Collection entries:
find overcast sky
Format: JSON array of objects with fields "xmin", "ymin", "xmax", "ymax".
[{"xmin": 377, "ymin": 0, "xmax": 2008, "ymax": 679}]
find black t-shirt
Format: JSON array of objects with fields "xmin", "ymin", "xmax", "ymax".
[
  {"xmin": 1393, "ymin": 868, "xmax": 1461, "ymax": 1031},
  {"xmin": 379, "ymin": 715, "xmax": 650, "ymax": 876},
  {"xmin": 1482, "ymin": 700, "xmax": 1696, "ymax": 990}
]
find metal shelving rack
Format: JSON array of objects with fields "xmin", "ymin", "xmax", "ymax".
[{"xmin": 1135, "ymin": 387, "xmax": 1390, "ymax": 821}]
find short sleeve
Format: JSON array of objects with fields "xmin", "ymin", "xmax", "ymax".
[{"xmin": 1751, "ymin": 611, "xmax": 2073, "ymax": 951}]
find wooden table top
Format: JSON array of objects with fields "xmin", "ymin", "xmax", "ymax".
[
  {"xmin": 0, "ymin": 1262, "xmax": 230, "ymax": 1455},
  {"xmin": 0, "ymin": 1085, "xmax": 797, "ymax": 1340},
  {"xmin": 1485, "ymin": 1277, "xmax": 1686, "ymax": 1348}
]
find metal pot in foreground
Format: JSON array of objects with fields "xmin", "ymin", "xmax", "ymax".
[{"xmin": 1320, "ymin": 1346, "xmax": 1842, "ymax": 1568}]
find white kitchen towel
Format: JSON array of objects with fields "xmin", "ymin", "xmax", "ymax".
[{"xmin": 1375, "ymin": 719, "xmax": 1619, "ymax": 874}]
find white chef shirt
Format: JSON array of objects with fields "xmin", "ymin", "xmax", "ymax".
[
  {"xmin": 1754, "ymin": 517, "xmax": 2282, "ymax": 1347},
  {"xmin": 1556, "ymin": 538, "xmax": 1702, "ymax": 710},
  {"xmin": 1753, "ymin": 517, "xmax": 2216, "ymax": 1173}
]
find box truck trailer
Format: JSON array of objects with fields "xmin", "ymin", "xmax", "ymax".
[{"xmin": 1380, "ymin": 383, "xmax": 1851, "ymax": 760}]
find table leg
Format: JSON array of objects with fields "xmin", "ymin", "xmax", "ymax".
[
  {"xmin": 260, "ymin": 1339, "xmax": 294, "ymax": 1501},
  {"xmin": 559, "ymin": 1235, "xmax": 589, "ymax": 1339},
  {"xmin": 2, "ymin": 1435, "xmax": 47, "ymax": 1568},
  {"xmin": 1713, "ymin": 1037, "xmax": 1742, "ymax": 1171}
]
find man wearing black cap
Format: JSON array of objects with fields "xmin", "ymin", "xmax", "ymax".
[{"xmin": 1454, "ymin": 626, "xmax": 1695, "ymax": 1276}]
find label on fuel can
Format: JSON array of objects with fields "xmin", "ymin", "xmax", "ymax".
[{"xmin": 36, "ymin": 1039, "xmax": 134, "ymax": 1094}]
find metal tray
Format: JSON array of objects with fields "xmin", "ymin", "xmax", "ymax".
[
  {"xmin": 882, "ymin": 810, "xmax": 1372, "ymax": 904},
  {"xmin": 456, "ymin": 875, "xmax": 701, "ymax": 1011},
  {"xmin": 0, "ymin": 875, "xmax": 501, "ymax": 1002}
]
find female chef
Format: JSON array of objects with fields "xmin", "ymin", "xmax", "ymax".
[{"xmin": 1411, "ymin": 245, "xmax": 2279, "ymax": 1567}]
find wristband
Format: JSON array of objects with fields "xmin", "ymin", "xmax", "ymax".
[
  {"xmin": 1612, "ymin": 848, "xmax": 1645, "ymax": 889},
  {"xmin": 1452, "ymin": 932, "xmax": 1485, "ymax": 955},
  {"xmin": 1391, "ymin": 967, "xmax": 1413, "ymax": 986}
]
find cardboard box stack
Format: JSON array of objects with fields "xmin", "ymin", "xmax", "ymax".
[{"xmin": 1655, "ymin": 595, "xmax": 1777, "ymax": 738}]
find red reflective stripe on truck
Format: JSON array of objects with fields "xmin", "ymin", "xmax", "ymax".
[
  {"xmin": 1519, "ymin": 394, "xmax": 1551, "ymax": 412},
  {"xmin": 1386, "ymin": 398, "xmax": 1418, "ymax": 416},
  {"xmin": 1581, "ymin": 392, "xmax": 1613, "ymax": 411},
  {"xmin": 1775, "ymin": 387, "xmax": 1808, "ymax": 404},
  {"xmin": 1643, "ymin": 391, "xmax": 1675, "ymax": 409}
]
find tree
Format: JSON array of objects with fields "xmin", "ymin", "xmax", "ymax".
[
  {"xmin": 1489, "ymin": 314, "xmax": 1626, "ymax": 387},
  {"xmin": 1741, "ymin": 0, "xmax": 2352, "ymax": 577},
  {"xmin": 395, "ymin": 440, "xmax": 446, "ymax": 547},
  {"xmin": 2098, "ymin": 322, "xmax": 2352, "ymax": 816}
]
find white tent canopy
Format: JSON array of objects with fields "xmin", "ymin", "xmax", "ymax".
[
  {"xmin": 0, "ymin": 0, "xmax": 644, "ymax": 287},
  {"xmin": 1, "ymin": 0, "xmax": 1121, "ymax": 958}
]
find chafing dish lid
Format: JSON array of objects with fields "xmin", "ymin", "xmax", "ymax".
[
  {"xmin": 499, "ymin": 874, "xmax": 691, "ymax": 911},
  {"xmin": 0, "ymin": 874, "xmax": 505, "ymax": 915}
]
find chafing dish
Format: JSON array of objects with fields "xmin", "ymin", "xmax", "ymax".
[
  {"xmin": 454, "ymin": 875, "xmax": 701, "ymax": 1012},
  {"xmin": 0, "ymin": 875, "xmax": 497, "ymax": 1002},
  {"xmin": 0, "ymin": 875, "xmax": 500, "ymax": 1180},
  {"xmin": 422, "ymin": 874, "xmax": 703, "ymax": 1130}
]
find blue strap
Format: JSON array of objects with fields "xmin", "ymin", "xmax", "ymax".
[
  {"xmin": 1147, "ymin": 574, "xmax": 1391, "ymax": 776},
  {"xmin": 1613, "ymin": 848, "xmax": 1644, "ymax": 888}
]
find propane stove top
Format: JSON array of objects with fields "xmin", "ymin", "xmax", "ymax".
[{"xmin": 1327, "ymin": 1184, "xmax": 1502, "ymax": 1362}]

_Problem_
All lines of the records above that carry the word "black" should be listed.

_Reply to the exercise_
find black t-shirt
find man wearing black cap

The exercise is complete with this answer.